Selected passage:
** BEGIN **

Saturday 27 October 2012

Johann Adolph Hasse

Johann Adolph Hasse
There is a lovely entry in Charles Burney’s diaries from when he visited Vienna in the 1770s. There he visited the elderly composer Johann Adolph Hasse (1699 - 1783) and his wife, the soprano Faustina Bordoni (1697 - 1781). The diarist seemed charmed by the composer and his wife, and paints a picture of elderly retirement which is relatively rare for the period. Hasse seems to have had a long life, with a successful marriage, in an age when artists did not always live long and certainly did not manage a comfortable retirement. So who was Hasse? He’s a composer whose name crops up, and whose operas seemed to be mentioned but rarely performed nowadays. He was probably one of the most successful opera composers of his age and one half of one of baroque opera's power couples.

Strangely enough, his early career mimics Handel’s in that early experience in German opera houses was followed by a visit to Italy. Hasse was born in 1699 and joined Hamburg opera (as a tenor). Hasse’s family came from near Hamburg and were traditionally church musicians. He moved to the court opera at Brunswick, but then travelled to Italy where he spent six or seven years mainly in the Naples area.
His serenata,
Antonio e Cleopatra was premiered in 1725 with Farinelli as Cleopatra and Vittoria Tesi as Antonio. The success of this work opened doors for Hasse and besides commissions, he came into contact with Alessandro Scarlatti who became both teacher and friend. Scarlatti seems to have had some influence on Hasse’s style.

** END **

Stated exercise 1:
Answer these questions from the Hasse article:
(a) In which city did Burney visit Hasse and his wife?
(b) As what kind of singer did Hasse join the Hamburg opera?
(c) Who sang Cleopatra at the 1725 premiere of Antonio e Cleopatra?
Stated exercise 2: Please extend the Hasse article, picking up right after its final sentence.

Raw data:
** BEGIN **

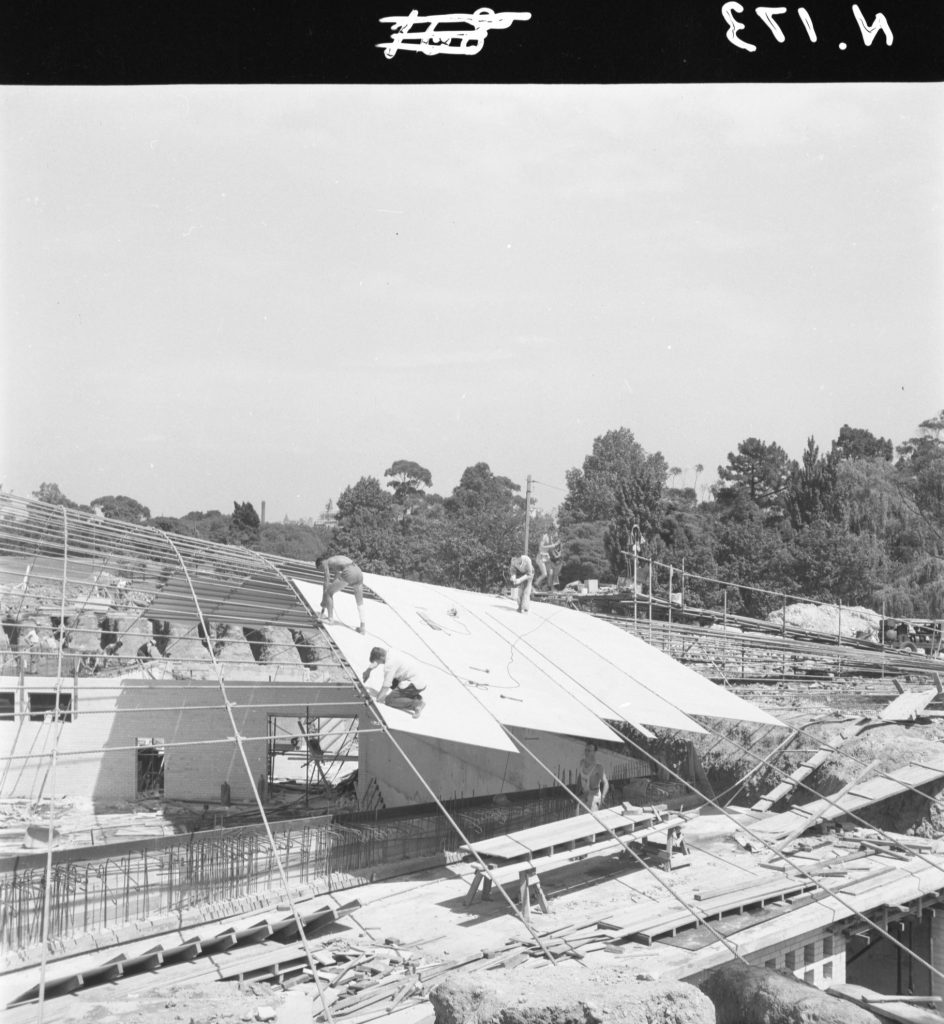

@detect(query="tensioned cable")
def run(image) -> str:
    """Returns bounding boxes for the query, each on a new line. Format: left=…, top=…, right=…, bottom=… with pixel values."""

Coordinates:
left=671, top=634, right=944, bottom=835
left=5, top=497, right=933, bottom=974
left=448, top=605, right=743, bottom=961
left=307, top=618, right=556, bottom=964
left=0, top=729, right=383, bottom=762
left=158, top=535, right=334, bottom=1024
left=39, top=509, right=69, bottom=1024
left=511, top=606, right=944, bottom=979
left=432, top=598, right=944, bottom=977
left=368, top=589, right=742, bottom=959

** END **

Reply 1:
(a) Vienna
(b) A tenor
(c) Farinelli

Reply 2:
Though busy in Naples, 1730 saw him visiting the Venetian Carnival for the performance of his opera Artaserse with a libretto based on Metastasio. This year also saw him appointed kapellmeister to Augustus the Strong in Dresden. From now on Hasse’s working life would revolve around Dresden and Italy. He converted to Roman Catholicism and this, of course, is where his trajectory differs from Handel. Hasse’s continued employment in Italy and in Dresden (where the court was Catholic) would be facilitated by his religion.

It was in 1730 that Hasse married the soprano, Faustina Bordoni. Faustina is best known to British readers as one half of the pair of sopranos known as The Rival Queens, who worked for Handel in London. Faustina left London in 1728 and worked extensively in Italy, particularly in Venice where she was singing in the 1730 carnival season.

Her marriage to Hasse and her appointment as virtuosa da camera to the Elector of Saxony saw the creation of one of the 18th centuries musical power couples. Faustina sang in 15 on Hasse’s operas between 1734 and 1751 when she retired from singing. Though based in Dresden both she and Hasse were permitted to make long visits to Italy. When the Saxon court moved to Poland (as Augustus the Strong became King of Poland), the Hasse’s did not travel with them but moved to Italy. Whilst in Italy, Faustina was able to perform in operas by other contemporary composers apart from her husband.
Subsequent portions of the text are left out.